• [TASK STATEMENT]:
Within the material below, transcribe exactly the lines from the one holding "target | gray hair" through the one holding "rule | for every", keeping both ends and skipping the rest.

• [INPUT DATA]:
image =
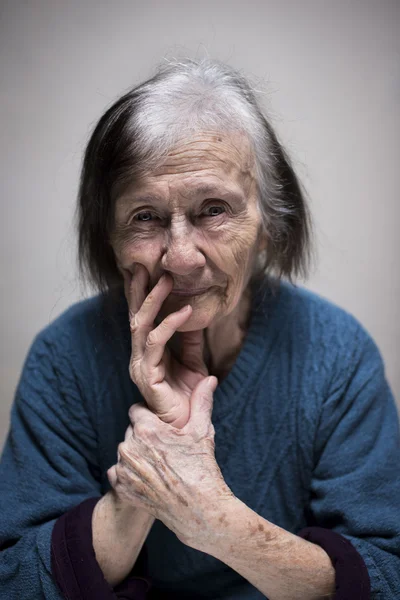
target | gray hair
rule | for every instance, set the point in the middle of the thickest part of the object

* * *

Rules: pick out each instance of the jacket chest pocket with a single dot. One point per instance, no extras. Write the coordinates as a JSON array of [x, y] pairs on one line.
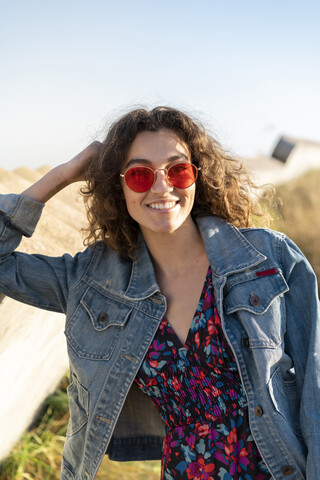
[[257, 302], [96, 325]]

---

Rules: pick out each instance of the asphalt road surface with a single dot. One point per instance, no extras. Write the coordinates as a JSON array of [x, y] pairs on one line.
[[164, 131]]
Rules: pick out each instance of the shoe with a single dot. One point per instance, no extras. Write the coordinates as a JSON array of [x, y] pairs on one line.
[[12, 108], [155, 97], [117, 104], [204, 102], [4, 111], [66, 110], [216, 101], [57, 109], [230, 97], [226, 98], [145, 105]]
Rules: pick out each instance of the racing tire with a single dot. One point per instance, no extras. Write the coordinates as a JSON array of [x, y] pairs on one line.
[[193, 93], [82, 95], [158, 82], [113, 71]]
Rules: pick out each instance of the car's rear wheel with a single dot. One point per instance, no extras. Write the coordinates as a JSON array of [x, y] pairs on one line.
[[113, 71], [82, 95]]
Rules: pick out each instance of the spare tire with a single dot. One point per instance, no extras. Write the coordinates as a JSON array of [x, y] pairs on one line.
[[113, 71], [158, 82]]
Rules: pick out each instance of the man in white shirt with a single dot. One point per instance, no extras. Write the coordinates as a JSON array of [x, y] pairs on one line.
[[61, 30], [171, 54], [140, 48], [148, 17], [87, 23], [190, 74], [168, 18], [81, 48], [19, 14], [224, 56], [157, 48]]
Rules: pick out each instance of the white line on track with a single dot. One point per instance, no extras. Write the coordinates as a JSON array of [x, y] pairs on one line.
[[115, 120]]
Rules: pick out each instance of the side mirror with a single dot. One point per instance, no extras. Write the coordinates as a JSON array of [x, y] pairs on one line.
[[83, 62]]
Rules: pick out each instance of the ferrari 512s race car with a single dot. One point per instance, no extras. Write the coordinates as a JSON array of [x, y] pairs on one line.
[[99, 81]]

• [ANSWER FOR THE TASK]:
target | gray hair
rule | for every instance, set the point in the middle of the thickest part of the object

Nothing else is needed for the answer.